- **Text segment**

****

Design note: A general note on design philosophy: users and developers will notice some additional complexity within the build mechanism for the DM option. There is a conservation of complexity principle at work here: we avoided introducing changes for DM parallelism (message passing, loop and data restructuring, etc.) into the MM5 Fortran source by transferring it, instead, to a library (RSL), a source translator (FLIC), and into the MM5 build mechanism. Thus, the changes for DM parallelism are effected automatically and transparently to the source code in a series of precompilation steps, without the necessity of a separate version of the model source code. Most of the complexity of the DM parallel build mechanism has been hidden from users within several commands that are close in look and usage to the commands that are used to build the non-DM version of MM5. Even so, some knowledge of what is going on behind the scenes when the model is built is important and is provided in the discussion that follows.

There are several DM-specific options to the "make" command. The command "make mpp" is used to build the model and this command is analogous to just typing "make" to build the non-DM version. The command "make mpclean" is used to put the code back to a non-configured state by deleting object (.o) files from the source tree; it is analogous to the "make clean" command for the non-DM version. The command "make uninstall" is unique to the DM version of

the model, and it is used to return the code to a pristine, more or less as-downloaded state.

Command: make mpp

The "make mpp" command builds (compiles) the model based on the settings in the configure.user file and places the resulting executable, mm5.mpp, in the directory named Run in the top-level MM5 directory. The first time after unarchiving the MM5.TAR.gz and MPP.TAR.gz files into the MM5 directory, the "make mpp" command installs software needed by the DM version in the directory named MPP in the MM5 directory prior to building the model. It also sets up the

MPP/build directory and creates symbolic links to MM5 source files in the other directories of the MM5 source tree. The DM code is compiled only in the MPP/build directory, not in the various subdirectories of the MM5 source tree, where the non-DM version is compiled. This, and

the fact that the executable file has a different name from the non-DM version, allows both the DM and non-DM versions of the model to be compiled and coexist within the same MM5 directory. Subsequent invocations of "make mpp" will only recompile the model and not re-install the MPP software.

****

- **Data lines**
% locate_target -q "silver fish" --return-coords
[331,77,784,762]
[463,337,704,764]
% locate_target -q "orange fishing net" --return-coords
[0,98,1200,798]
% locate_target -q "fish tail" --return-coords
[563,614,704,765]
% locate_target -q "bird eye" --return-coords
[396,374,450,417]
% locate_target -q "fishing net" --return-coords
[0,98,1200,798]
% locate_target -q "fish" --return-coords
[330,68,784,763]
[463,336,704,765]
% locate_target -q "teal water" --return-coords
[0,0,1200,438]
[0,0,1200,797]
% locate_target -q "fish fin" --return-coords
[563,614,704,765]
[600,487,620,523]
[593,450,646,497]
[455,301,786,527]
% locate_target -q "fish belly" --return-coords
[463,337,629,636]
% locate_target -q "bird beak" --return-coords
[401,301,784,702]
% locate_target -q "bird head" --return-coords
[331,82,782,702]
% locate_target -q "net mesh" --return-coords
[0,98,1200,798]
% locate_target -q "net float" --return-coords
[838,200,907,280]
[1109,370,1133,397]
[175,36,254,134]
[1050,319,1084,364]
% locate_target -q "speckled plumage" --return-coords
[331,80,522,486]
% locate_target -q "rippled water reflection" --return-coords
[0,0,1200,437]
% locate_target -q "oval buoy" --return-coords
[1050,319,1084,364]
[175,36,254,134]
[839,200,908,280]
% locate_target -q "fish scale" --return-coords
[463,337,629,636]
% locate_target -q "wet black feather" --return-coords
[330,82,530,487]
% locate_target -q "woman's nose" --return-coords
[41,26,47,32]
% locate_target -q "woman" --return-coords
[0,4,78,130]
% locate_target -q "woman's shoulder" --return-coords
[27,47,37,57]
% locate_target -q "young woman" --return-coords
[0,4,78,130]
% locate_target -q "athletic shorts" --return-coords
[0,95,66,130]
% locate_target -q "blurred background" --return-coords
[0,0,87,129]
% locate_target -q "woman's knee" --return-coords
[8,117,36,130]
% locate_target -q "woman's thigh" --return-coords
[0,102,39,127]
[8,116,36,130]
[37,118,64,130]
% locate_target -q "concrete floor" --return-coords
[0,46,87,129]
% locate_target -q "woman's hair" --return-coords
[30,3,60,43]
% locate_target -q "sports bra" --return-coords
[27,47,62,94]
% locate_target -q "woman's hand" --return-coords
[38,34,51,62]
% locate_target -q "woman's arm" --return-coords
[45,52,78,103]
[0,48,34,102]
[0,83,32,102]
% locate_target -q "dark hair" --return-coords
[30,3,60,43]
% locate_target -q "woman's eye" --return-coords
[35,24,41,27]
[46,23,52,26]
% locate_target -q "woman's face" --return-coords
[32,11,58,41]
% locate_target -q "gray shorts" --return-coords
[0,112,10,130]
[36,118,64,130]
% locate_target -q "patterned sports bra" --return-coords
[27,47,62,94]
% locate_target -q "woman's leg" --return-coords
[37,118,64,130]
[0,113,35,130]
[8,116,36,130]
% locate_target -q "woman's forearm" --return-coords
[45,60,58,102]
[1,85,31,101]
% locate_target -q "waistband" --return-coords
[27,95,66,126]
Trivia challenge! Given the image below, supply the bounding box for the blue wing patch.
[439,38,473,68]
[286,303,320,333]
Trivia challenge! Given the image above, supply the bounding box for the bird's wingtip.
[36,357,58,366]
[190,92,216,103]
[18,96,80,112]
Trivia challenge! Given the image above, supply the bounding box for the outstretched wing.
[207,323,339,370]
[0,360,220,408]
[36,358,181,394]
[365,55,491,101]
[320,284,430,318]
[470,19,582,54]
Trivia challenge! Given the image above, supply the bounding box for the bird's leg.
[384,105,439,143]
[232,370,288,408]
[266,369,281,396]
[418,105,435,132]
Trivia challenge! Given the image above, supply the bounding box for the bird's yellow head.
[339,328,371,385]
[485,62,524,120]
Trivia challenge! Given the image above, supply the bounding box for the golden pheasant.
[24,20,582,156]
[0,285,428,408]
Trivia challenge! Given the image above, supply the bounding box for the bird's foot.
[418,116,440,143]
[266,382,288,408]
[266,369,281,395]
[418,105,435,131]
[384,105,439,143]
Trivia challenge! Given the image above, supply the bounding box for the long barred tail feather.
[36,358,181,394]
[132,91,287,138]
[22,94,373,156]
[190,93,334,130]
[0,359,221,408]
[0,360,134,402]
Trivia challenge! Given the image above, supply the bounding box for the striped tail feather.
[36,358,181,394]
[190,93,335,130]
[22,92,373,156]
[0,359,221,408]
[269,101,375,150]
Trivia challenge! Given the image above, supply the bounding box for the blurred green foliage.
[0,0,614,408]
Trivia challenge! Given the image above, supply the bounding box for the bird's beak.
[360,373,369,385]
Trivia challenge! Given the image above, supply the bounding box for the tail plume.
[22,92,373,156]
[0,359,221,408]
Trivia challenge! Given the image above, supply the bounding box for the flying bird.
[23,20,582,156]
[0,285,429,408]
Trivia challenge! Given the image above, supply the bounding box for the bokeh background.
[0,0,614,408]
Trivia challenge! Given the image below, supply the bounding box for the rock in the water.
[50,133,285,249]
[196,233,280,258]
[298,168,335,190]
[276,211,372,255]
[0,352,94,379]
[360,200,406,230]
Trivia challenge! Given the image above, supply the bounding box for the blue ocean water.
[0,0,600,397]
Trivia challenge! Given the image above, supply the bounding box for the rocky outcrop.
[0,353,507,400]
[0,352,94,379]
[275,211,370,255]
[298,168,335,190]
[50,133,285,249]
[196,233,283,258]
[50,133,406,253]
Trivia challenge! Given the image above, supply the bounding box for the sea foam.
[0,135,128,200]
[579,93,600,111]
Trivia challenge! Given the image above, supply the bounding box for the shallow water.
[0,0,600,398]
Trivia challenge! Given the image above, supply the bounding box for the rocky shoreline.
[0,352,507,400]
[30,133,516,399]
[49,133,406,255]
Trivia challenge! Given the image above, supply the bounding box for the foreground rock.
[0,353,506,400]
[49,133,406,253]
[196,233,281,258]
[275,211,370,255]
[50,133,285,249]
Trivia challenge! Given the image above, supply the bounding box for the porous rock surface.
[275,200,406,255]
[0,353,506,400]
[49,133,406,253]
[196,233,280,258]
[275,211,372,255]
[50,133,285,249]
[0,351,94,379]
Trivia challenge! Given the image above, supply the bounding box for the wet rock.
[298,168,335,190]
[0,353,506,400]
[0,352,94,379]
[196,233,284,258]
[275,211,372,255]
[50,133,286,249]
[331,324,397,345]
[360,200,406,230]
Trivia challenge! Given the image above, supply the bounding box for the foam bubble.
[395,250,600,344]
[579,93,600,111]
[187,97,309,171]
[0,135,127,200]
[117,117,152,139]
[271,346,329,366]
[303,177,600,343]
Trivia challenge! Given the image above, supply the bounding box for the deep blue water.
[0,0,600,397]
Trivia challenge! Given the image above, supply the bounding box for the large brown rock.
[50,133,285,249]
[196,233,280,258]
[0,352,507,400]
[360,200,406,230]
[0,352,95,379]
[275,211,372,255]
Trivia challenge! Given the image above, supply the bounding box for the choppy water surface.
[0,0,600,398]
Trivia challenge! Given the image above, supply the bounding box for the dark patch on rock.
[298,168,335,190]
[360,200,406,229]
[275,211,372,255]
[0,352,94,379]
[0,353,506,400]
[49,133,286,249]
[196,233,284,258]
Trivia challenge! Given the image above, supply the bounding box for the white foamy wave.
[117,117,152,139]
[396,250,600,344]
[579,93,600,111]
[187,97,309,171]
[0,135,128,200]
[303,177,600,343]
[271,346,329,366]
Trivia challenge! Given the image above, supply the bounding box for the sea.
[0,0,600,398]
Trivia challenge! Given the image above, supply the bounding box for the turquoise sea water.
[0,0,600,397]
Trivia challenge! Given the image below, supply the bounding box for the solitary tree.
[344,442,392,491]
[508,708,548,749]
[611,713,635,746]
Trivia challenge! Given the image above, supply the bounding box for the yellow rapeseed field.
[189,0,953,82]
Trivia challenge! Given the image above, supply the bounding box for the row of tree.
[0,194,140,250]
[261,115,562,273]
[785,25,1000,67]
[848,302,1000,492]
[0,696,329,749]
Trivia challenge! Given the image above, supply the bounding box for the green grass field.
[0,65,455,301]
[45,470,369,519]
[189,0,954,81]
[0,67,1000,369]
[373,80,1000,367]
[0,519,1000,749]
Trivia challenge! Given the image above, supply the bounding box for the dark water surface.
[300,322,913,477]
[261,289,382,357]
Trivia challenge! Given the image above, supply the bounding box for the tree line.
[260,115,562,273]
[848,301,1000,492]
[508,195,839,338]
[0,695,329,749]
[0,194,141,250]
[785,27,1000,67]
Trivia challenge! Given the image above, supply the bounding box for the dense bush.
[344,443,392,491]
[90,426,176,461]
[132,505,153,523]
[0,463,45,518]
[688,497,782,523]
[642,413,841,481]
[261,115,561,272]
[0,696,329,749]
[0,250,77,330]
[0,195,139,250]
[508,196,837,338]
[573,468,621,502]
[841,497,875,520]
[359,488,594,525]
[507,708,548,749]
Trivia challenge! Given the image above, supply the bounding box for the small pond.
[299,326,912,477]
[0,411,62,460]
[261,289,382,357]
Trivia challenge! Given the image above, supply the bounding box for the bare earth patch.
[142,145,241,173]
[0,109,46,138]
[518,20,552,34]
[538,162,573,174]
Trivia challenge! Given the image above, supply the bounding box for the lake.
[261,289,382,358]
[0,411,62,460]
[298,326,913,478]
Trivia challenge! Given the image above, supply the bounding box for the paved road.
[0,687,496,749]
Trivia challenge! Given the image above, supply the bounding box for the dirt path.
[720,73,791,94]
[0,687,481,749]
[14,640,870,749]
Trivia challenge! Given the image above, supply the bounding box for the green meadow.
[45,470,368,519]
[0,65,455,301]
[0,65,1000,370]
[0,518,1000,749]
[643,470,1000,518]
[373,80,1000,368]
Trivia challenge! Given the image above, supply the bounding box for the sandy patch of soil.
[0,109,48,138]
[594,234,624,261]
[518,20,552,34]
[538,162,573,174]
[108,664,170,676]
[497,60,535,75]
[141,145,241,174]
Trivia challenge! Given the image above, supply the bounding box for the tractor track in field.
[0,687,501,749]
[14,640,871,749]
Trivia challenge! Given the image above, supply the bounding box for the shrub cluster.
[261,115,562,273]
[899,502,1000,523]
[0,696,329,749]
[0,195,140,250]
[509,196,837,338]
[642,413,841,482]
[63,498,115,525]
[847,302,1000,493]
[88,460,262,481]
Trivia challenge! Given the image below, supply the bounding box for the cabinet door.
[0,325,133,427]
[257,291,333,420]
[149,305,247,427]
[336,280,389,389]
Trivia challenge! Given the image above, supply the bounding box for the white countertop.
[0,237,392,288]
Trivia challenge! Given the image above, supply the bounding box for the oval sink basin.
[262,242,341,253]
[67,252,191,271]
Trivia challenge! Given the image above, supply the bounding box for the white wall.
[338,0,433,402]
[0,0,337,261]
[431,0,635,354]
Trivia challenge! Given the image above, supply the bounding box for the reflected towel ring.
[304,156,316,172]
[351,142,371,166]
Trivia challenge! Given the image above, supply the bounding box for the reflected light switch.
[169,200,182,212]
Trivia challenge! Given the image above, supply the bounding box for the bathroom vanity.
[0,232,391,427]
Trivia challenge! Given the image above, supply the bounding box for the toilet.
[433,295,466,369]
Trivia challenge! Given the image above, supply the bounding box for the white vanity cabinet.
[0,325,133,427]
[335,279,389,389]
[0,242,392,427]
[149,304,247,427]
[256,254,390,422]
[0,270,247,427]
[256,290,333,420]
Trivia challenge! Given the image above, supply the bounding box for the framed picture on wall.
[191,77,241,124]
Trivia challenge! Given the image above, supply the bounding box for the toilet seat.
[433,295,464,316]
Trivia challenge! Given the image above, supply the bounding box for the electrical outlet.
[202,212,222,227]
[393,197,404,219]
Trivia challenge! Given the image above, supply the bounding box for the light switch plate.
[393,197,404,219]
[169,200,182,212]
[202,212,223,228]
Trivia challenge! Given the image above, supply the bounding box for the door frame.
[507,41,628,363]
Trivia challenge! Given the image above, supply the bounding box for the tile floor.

****

- **Required actions**
a. Summarize the text on building the DM version of MM5 in two sentences.
b. Carry the text on building the DM version of MM5 forward from its last sentence.

- **The answers**
a. Rather than altering the MM5 Fortran source for DM parallelism, the changes were moved into a library (RSL), a source translator (FLIC), and the build mechanism, so they are applied automatically in precompilation steps without a separate version of the model source code. The DM version is built with "make mpp", which compiles the model only in the MPP/build directory and places the executable mm5.mpp in the Run directory, while "make mpclean" deletes object files and "make uninstall" returns the code to a more or less as-downloaded state.

b.
Prior to compilation, the MPP/build directory will contain a Makefile.RSL and a large number of files, actually symbolic links, with names that end in .F and a few that end in .c .

Note to programmers and developers: since these are symbolic links you may either edit the source files in their local directory (e.g. dynamics/nonhydro/solve3.F) or through the symbolic link (MPP/build/solve3.F). After compilation, the directory will also contain the intermediate object files with names that end in .o. The "make mpp" command will only recompile files that have been touched since their corresponding .o file was compiled. For debugging purposes, it is possible to also have the .f files retained in the MPP/build directory. To do this, uncomment (remove the # character) from the line "# RM = echo" in the file MPP/build/Makefile.RSL (the file will only exist in this directory if the code has been made using "make mpp" once). This will prevent intermediate files from being deleted between compiles.

Command: make mpclean

The "make mpclean" command is used to restore the model to a clean, un-compiled state. The "make mpclean" command causes all of the files ending with .o and any other intermediate files in the MPP/build directory to be removed. This should be done whenever the model is reconfigured in the configure.user file, prior to rebuilding the code with the "make mpp" command. Usually, when making code changes to MM5 source files, it is not necessary to "make mpclean" between each compile. However, any time code describing a COMMON block is altered, the model should be completely rebuilt using "make mpclean" first.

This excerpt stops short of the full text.